### Article:
>> BEGIN

Rae-Joon Park, Kyoung-Ho Kang, Jong-Tae Kim, Ki-Young Lee, Sang-Baik Kim
Nuclear Technology | Volume 145 | Number 1 | January 2004 | Pages 102-114
Technical Paper | Materials for Nuclear Systems | doi.org/10.13182/NT04-A3463
Articles are hosted by Taylor and Francis Online.
Experimental and analytical studies on the penetration integrity of the reactor vessel have been performed to investigate the potential for reactor vessel failure during a severe accident in the Advanced Power Reactor 1400. Six tests have been performed to analyze the effects of the annulus water between the in-core instrumentation nozzle and the thimble tube, external vessel cooling, in-vessel pressure, melt mass, and melt flow for the maintenance of penetration integrity using alumina (Al2O3) melt as a simulant. The experimental results have been evaluated using the Lower head IntegraL Analysis computer Code (LILAC) and the Modified Bulk Freezing (MBF) model. The test results have shown that the water inside the annulus is very effective in the maintenance of the reactor vessel's penetration integrity because the water prevents the melt from ejection through penetration. The penetration in the no external vessel cooling case has more damage than that in the external vessel cooling case. An increase in in-vessel pressure from 1.0 to 1.5 MPa did not create penetration damage, but an increase in melt mass from 40 to 60 kg and melt flow due to the vessel geometry significantly increased the amount of penetration damage. The analytical results using the LILAC computer code and the MBF model are very similar to the experimental results for the ablation depth of the weld and the melt penetration distance through the annulus, respectively.

>> END

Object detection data
>> BEGIN

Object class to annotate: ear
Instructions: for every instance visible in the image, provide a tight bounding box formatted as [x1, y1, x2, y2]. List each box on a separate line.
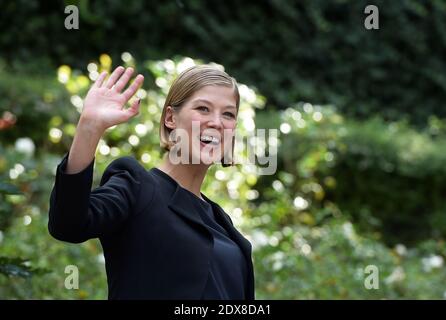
[164, 106, 177, 129]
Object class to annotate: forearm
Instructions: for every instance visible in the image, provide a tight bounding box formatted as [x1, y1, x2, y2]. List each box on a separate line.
[65, 117, 104, 174]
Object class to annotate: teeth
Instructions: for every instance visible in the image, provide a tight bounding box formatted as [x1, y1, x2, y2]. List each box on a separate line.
[200, 135, 220, 144]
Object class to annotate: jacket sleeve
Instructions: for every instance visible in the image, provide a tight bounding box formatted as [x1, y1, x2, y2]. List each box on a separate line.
[48, 153, 144, 243]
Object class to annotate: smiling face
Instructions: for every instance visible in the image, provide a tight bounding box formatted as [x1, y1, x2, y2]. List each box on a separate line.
[164, 85, 238, 165]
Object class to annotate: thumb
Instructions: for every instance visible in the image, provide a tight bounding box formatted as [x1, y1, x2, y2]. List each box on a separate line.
[125, 99, 141, 119]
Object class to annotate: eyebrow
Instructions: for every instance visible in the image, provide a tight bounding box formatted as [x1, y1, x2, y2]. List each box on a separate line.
[192, 99, 237, 109]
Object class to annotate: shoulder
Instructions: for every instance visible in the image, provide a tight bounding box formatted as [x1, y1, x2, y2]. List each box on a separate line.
[100, 156, 145, 185]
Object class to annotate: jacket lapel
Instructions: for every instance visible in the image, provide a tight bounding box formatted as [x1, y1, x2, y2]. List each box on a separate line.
[168, 185, 255, 300]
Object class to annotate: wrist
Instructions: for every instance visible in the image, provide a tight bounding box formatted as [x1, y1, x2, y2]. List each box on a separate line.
[77, 115, 106, 136]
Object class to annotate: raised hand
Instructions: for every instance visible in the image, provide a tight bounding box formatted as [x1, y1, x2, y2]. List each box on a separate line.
[81, 66, 144, 131]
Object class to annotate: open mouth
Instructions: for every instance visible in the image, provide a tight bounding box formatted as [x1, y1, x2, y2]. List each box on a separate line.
[199, 135, 220, 146]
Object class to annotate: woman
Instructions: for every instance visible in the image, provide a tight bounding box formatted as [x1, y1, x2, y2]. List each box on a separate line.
[48, 65, 255, 300]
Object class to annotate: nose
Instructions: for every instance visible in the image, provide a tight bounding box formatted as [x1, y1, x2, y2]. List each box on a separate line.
[207, 114, 223, 129]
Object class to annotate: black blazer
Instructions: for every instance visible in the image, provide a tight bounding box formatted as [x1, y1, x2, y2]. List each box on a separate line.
[48, 154, 255, 300]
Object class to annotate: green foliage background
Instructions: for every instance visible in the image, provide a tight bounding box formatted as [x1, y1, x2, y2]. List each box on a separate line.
[0, 0, 446, 299]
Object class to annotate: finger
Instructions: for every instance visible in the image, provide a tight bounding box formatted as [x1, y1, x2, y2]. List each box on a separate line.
[94, 71, 107, 88]
[114, 68, 133, 92]
[122, 74, 144, 101]
[105, 66, 125, 89]
[125, 99, 141, 119]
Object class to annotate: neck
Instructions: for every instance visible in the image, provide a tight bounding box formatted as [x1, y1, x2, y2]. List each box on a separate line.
[158, 153, 209, 200]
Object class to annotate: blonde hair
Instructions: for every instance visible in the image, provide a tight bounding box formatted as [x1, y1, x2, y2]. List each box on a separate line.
[159, 65, 240, 167]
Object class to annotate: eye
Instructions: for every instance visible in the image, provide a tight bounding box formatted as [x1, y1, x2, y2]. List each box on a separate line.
[224, 112, 235, 118]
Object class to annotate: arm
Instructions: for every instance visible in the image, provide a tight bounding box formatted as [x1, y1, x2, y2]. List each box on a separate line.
[48, 67, 143, 242]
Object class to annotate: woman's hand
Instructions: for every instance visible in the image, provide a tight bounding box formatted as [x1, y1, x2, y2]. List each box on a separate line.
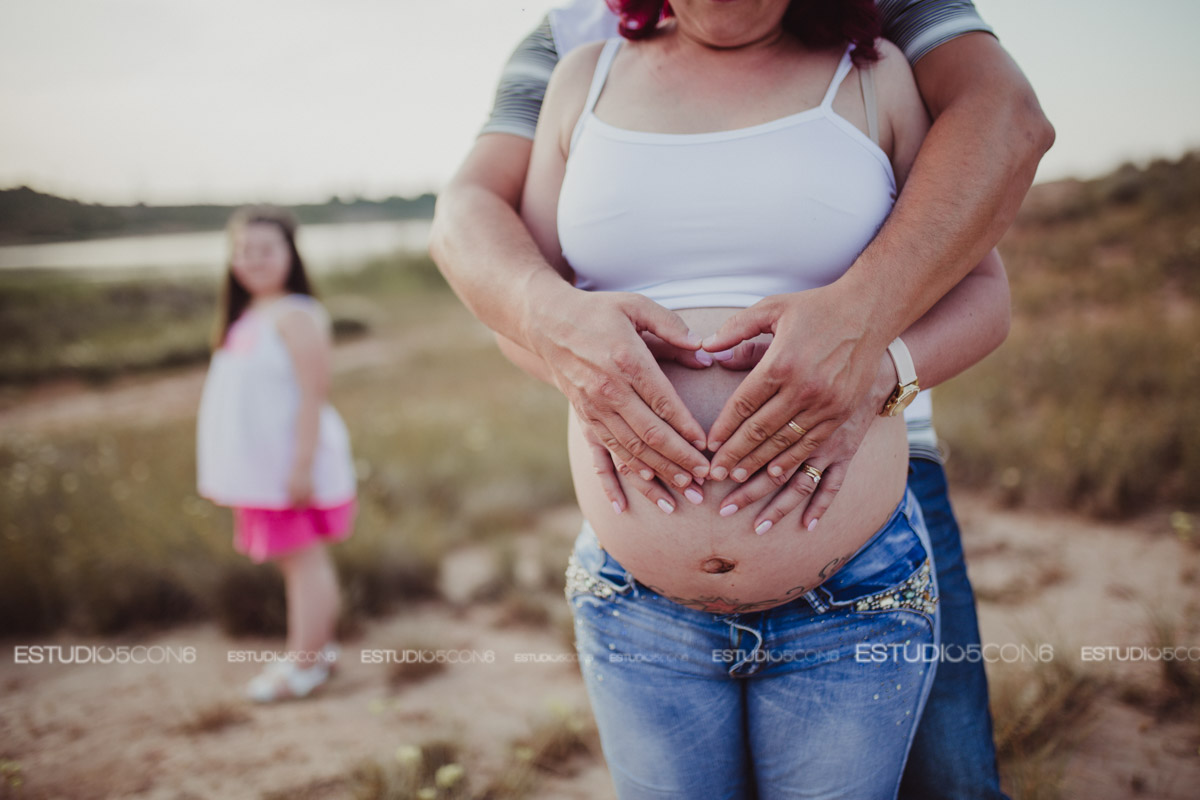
[583, 429, 704, 513]
[288, 464, 312, 509]
[528, 284, 708, 491]
[720, 355, 896, 534]
[703, 287, 890, 483]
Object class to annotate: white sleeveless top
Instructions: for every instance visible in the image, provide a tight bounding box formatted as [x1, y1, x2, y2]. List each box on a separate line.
[558, 38, 896, 309]
[196, 294, 355, 509]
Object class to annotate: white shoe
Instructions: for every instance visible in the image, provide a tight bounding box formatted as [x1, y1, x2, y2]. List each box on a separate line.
[246, 661, 330, 703]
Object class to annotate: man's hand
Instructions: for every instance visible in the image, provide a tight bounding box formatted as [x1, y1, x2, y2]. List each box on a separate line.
[704, 287, 888, 497]
[526, 276, 708, 491]
[720, 355, 896, 534]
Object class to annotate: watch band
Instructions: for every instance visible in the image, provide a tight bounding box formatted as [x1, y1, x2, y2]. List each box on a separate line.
[888, 336, 917, 387]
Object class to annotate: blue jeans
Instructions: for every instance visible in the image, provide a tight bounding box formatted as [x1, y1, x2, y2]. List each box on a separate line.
[900, 458, 1004, 800]
[566, 484, 938, 800]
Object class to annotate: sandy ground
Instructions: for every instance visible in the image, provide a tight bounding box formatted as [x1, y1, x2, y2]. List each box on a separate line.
[0, 352, 1200, 800]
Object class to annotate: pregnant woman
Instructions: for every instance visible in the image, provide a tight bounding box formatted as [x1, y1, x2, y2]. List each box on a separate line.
[500, 0, 1007, 800]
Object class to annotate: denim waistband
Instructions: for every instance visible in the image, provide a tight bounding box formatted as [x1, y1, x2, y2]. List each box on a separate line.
[574, 487, 931, 604]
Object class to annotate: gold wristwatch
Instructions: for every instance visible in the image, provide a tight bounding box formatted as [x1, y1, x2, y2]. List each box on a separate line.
[880, 337, 920, 416]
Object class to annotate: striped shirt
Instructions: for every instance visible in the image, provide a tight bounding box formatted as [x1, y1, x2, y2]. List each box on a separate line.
[480, 0, 992, 462]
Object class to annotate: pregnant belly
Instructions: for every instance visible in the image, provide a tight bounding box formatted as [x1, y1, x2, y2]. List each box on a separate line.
[569, 308, 908, 613]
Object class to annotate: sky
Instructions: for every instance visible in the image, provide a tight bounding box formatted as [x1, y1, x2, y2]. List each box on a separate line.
[0, 0, 1200, 204]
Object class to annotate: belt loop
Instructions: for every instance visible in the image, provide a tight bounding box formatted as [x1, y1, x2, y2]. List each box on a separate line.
[804, 590, 829, 614]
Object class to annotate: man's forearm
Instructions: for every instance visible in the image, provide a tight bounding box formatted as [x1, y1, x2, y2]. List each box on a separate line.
[838, 34, 1054, 343]
[430, 134, 568, 349]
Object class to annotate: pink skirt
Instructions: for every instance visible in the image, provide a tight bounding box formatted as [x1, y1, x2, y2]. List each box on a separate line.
[233, 500, 356, 564]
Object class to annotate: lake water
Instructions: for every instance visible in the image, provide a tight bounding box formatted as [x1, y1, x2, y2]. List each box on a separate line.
[0, 219, 430, 278]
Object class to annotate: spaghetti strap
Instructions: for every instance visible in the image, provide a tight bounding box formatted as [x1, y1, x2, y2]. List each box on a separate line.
[858, 64, 880, 145]
[568, 36, 623, 152]
[821, 44, 854, 108]
[583, 36, 622, 114]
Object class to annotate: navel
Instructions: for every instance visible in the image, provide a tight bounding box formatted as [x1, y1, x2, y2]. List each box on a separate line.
[700, 558, 738, 575]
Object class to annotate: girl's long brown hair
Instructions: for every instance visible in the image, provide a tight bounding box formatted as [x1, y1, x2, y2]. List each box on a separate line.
[212, 205, 314, 350]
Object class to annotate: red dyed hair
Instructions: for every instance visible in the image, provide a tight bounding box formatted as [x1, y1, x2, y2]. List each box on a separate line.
[605, 0, 882, 64]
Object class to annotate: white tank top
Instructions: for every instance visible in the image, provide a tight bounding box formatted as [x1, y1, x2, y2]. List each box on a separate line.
[196, 294, 355, 509]
[558, 38, 896, 309]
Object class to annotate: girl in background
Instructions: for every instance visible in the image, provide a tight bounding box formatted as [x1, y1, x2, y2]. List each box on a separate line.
[197, 206, 355, 702]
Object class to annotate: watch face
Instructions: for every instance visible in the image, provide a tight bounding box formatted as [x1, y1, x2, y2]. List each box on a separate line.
[884, 384, 920, 416]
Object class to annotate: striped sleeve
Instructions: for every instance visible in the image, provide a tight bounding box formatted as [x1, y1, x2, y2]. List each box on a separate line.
[876, 0, 995, 64]
[480, 17, 558, 139]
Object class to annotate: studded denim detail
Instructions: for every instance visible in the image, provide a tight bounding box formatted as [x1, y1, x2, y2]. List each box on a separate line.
[854, 559, 937, 616]
[563, 553, 617, 600]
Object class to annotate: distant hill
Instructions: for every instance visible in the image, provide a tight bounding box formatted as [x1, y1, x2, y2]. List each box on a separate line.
[0, 186, 436, 245]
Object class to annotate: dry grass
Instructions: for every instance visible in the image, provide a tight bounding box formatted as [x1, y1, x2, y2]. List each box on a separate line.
[935, 155, 1200, 517]
[988, 648, 1104, 800]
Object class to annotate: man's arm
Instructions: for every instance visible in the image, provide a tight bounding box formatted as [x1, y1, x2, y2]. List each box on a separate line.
[430, 38, 708, 488]
[704, 32, 1054, 480]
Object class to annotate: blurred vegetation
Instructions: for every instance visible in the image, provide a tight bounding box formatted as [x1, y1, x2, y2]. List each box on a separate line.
[0, 255, 448, 386]
[0, 186, 436, 245]
[934, 154, 1200, 517]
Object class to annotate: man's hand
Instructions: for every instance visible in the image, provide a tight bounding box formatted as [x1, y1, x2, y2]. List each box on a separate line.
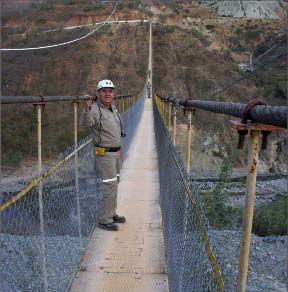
[85, 95, 92, 112]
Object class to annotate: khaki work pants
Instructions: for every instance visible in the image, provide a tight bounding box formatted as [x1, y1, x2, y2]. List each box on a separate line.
[95, 151, 120, 224]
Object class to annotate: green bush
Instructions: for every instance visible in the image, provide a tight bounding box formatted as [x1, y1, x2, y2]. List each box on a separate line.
[252, 198, 288, 236]
[205, 24, 215, 30]
[202, 143, 240, 229]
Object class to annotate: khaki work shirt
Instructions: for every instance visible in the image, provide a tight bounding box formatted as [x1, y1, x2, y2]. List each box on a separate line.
[86, 100, 121, 147]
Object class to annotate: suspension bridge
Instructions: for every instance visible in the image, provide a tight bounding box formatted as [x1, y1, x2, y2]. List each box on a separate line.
[1, 20, 287, 292]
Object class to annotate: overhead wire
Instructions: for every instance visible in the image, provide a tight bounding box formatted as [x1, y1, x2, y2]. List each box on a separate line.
[208, 53, 287, 98]
[0, 1, 117, 51]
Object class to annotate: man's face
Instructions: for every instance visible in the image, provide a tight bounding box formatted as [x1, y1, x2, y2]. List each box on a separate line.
[98, 87, 114, 107]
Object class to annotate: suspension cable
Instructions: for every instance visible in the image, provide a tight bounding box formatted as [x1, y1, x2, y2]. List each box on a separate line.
[0, 1, 117, 51]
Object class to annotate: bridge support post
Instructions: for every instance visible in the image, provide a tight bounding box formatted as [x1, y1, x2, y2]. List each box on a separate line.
[33, 102, 48, 292]
[230, 121, 282, 292]
[186, 109, 192, 173]
[173, 105, 177, 146]
[73, 101, 83, 250]
[163, 100, 168, 126]
[168, 102, 172, 132]
[237, 131, 260, 292]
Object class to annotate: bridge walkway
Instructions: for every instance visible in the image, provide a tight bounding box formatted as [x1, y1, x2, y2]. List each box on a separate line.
[71, 99, 169, 292]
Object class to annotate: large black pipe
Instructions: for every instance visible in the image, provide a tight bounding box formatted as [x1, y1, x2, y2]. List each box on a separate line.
[158, 95, 287, 128]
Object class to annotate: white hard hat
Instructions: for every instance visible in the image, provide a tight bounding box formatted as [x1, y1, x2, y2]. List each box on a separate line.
[97, 79, 114, 91]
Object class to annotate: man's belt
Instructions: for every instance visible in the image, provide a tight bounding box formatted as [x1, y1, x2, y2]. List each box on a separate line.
[95, 145, 121, 152]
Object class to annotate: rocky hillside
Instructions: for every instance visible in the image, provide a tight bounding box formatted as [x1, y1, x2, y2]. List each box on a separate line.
[1, 0, 287, 173]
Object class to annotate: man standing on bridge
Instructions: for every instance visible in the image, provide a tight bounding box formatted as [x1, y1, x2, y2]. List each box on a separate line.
[86, 80, 126, 231]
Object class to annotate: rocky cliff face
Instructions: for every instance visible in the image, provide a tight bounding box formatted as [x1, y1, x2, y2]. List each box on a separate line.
[210, 0, 287, 19]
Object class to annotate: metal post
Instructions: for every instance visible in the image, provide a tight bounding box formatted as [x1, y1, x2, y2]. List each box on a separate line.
[173, 105, 176, 146]
[237, 130, 260, 292]
[168, 102, 172, 132]
[36, 104, 48, 292]
[164, 100, 167, 125]
[186, 110, 192, 173]
[73, 101, 83, 250]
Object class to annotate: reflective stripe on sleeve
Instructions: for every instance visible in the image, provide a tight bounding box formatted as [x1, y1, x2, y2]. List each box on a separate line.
[102, 177, 117, 183]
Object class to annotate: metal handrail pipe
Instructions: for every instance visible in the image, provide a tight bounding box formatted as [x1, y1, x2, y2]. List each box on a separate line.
[1, 90, 140, 104]
[158, 95, 287, 128]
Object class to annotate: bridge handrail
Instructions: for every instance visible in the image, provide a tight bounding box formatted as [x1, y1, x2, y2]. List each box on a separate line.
[1, 90, 141, 104]
[157, 94, 287, 128]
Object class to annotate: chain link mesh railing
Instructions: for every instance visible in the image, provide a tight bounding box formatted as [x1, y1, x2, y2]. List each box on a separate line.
[154, 94, 224, 292]
[1, 89, 146, 292]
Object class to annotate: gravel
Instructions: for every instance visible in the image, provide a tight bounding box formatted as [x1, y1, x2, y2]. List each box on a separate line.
[208, 230, 288, 292]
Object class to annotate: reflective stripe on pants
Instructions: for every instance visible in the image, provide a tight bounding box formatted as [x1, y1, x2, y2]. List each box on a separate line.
[95, 152, 120, 224]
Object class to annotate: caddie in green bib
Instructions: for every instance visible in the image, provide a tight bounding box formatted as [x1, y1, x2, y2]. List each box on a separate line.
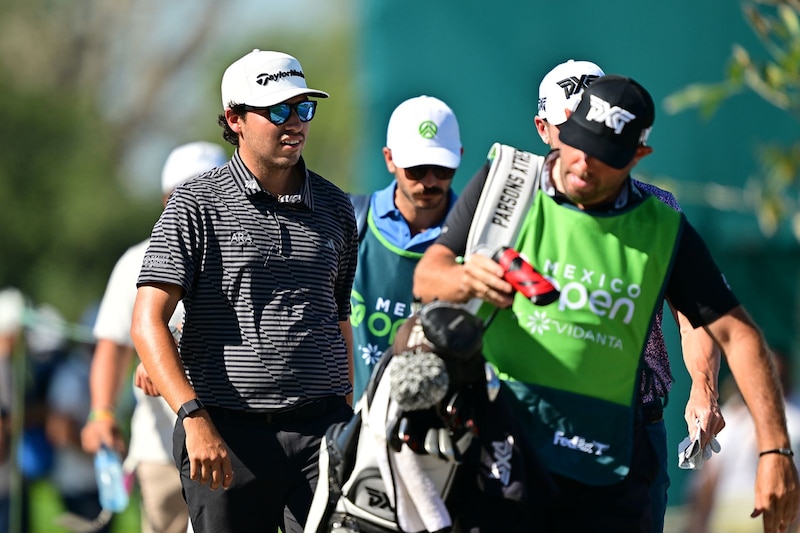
[480, 189, 682, 485]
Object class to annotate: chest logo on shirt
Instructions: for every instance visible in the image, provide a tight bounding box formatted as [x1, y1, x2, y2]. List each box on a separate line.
[231, 231, 253, 245]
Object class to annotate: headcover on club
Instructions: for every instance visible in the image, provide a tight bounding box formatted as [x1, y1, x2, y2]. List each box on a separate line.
[390, 301, 485, 410]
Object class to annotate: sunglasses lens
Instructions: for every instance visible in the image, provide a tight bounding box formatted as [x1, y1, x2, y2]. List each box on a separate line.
[267, 104, 292, 126]
[405, 165, 456, 181]
[295, 101, 317, 122]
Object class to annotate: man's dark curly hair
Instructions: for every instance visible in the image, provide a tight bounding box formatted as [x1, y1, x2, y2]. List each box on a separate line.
[217, 104, 247, 146]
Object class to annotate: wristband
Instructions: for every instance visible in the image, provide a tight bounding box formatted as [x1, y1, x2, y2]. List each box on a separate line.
[178, 398, 206, 422]
[89, 407, 117, 422]
[758, 448, 794, 457]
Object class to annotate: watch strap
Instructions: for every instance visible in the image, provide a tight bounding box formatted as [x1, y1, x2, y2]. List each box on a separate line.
[178, 398, 205, 421]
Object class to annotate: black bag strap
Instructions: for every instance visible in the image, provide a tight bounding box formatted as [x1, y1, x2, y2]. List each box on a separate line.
[347, 194, 372, 242]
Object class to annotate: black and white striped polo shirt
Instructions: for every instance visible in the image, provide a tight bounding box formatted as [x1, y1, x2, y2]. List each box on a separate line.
[138, 151, 358, 410]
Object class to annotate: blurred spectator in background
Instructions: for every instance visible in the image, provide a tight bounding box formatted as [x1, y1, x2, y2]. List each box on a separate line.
[81, 141, 227, 533]
[45, 304, 112, 533]
[0, 288, 66, 533]
[685, 348, 800, 533]
[0, 288, 25, 533]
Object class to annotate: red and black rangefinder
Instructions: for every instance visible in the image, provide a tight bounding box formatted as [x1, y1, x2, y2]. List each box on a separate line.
[493, 246, 561, 305]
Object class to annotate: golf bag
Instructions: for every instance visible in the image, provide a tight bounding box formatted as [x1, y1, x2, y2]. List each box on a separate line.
[305, 302, 550, 533]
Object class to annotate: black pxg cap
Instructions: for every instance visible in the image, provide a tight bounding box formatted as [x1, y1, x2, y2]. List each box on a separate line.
[559, 76, 655, 168]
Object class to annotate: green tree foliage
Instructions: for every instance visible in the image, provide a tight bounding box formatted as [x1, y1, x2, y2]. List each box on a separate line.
[0, 0, 355, 321]
[666, 0, 800, 240]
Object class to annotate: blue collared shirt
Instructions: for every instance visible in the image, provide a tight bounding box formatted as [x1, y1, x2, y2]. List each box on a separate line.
[370, 180, 456, 253]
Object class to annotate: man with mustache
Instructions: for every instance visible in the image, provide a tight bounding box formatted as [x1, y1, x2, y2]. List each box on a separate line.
[350, 95, 463, 405]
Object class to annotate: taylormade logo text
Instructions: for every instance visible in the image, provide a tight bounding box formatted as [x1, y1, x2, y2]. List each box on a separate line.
[553, 431, 611, 455]
[256, 69, 305, 85]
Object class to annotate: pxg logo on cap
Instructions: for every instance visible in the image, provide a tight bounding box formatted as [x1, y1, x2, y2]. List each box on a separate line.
[560, 76, 655, 169]
[538, 59, 605, 126]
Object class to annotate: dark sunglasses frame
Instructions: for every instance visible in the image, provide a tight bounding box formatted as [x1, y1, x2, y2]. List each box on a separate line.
[403, 165, 456, 181]
[244, 100, 317, 126]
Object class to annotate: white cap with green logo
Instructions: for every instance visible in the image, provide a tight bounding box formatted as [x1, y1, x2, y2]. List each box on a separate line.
[386, 95, 461, 168]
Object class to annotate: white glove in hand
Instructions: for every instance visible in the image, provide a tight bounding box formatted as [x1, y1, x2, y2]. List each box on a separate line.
[678, 420, 722, 470]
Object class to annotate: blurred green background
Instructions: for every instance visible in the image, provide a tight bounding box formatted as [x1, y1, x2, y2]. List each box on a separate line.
[0, 0, 800, 531]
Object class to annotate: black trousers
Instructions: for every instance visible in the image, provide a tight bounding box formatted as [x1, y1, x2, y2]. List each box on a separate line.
[173, 398, 353, 533]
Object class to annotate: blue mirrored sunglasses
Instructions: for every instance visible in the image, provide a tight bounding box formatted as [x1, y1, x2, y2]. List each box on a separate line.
[245, 100, 317, 126]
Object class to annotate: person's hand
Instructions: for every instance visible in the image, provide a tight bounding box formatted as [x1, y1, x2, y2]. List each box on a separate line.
[462, 253, 514, 308]
[683, 383, 725, 448]
[750, 453, 800, 533]
[183, 409, 233, 489]
[81, 411, 126, 457]
[133, 363, 161, 396]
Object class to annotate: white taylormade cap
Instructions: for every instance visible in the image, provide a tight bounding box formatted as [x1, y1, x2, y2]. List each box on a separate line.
[539, 59, 605, 126]
[386, 96, 461, 168]
[222, 49, 329, 109]
[161, 141, 228, 194]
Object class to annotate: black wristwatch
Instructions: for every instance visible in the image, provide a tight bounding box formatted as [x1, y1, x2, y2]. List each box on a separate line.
[178, 398, 205, 422]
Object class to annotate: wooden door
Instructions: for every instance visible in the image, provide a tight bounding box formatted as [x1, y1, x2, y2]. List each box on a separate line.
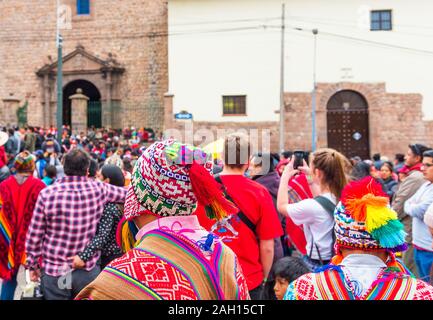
[327, 90, 370, 160]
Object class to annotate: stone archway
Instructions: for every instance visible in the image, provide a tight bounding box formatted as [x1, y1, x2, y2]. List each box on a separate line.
[63, 80, 102, 128]
[326, 90, 370, 159]
[36, 45, 125, 128]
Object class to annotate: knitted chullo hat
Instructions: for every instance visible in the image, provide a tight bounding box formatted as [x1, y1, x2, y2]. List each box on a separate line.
[118, 139, 238, 251]
[333, 177, 407, 264]
[14, 151, 35, 173]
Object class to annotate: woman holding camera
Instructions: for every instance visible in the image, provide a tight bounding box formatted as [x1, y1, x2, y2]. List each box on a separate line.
[277, 149, 349, 270]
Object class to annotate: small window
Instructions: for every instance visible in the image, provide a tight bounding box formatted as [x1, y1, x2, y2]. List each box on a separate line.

>> END

### Work to do:
1. Quote the reactor vessel abstract from "Rae-Joon Park, Kyoung-Ho" to "and Francis Online.".
2. List every effect that the tests in the reactor vessel abstract were designed to analyze.
3. Answer these questions from the reactor vessel abstract:
(a) How many tests were performed?
(b) What melt was used as a simulant?
(c) Over what range was the in-vessel pressure increased?
The listing comes from a separate source.

### Answers given:
1.
Rae-Joon Park, Kyoung-Ho Kang, Jong-Tae Kim, Ki-Young Lee, Sang-Baik Kim
Nuclear Technology | Volume 145 | Number 1 | January 2004 | Pages 102-114
Technical Paper | Materials for Nuclear Systems | doi.org/10.13182/NT04-A3463
Articles are hosted by Taylor and Francis Online.

2.
- the annulus water between the in-core instrumentation nozzle and the thimble tube
- external vessel cooling
- in-vessel pressure
- melt mass
- melt flow

3.
(a) Six.
(b) Alumina (Al2O3) melt.
(c) From 1.0 to 1.5 MPa.